***** Supplied material *****
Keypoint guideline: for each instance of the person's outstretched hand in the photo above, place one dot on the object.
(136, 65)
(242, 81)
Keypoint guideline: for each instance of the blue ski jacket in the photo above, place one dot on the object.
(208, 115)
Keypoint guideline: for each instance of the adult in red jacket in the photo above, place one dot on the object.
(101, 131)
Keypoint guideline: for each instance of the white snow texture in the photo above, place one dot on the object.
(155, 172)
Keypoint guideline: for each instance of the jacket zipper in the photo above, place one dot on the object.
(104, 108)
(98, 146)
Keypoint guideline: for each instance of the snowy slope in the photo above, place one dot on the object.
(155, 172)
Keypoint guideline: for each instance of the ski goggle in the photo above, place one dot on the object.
*****
- **Work task**
Copy every record above exactly as it appears.

- **Result for this exercise**
Keypoint guideline: for each instance of the person's outstretched hand in the photo above, place one dot on the object.
(136, 65)
(242, 81)
Keypoint guideline: for each instance of the blue ski jacket in the photo above, place one dot on the object.
(208, 115)
Keypoint guideline: for each instance of the adult in red jacket in the photo above, place one dot on the object.
(101, 131)
Keypoint guideline: for each instance of the white snow texture in the photo above, place one dot on the object.
(155, 172)
Keypoint guideline: for each instance of the jacket zipper in the photo above, place one dot on the object.
(104, 108)
(98, 146)
Keypoint guideline: for each instance of the snowy slope in the photo above, place one dot on the object.
(155, 172)
Keypoint guideline: for each instance of the ski goggle in the photo above, place one dot on the object.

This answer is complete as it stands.